(Some records)
------------------------------------------------

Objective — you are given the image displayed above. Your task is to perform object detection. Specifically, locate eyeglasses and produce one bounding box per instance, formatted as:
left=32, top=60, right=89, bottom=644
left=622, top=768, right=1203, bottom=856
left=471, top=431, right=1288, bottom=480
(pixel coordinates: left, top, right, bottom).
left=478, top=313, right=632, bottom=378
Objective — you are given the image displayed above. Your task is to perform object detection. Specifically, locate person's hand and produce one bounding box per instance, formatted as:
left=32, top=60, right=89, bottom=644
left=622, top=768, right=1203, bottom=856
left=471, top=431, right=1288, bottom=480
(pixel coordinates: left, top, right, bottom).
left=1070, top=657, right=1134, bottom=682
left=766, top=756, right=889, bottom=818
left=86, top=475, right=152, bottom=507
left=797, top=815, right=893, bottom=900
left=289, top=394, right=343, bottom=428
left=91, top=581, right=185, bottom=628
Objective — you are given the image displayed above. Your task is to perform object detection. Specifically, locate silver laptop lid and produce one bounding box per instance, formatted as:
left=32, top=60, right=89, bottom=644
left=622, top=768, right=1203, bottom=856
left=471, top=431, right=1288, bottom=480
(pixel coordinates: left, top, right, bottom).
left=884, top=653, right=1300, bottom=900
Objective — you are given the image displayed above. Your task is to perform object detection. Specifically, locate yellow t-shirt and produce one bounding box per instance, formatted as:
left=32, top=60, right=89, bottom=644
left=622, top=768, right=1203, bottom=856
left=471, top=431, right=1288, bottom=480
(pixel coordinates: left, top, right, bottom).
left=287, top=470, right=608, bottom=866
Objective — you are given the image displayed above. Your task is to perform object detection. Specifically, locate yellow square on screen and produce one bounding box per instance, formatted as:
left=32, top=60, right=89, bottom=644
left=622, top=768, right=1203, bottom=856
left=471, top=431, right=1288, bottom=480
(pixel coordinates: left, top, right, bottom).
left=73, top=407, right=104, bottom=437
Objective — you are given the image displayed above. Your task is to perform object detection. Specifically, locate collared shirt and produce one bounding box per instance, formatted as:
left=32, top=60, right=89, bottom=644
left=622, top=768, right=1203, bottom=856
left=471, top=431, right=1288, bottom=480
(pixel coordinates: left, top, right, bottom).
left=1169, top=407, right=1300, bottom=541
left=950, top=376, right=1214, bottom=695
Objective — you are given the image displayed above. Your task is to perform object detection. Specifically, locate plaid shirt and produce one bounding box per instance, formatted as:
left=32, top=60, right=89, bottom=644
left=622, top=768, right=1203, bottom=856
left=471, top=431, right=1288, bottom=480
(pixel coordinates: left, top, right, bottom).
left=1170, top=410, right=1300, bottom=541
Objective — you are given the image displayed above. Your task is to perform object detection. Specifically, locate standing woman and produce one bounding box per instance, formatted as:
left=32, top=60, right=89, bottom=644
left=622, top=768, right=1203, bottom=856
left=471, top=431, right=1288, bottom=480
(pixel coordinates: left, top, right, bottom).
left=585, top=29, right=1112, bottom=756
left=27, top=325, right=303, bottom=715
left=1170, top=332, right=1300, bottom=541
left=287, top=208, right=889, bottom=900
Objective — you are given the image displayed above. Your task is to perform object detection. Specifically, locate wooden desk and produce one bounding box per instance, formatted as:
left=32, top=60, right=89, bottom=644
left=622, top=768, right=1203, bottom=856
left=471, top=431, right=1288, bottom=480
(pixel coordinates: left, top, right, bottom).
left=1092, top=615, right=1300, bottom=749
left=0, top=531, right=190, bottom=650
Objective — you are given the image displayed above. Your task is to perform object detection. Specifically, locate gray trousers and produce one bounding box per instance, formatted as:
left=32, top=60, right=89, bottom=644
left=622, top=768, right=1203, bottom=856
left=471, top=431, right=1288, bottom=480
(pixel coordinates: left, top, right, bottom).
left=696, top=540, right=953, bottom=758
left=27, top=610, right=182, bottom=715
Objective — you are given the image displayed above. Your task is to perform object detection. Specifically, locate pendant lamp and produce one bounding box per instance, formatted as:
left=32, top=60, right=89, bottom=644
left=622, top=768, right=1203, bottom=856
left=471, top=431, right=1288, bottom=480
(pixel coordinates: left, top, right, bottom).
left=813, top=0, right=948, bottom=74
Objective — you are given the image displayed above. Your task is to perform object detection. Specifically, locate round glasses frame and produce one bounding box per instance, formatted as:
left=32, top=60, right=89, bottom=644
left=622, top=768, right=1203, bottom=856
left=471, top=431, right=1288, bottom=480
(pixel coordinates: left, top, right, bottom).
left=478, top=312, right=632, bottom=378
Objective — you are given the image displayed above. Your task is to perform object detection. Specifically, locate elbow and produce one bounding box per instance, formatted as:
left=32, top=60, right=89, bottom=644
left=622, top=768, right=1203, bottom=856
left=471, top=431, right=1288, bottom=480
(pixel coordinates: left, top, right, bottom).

------------------------------------------------

**What is required:** Which lines run from the one containing "Specifically, locate elbow" to the end of the entries above? Quote exactly those, and only those.

**Result of this task:**
Objective — you are given the image displayed above. Your task is to perform object detection. Specifically, locate elbow and produce one bounding box per instance, formatted as:
left=32, top=60, right=89, bottom=644
left=622, top=768, right=1203, bottom=856
left=471, top=431, right=1288, bottom=480
(pixel coordinates: left, top, right, bottom).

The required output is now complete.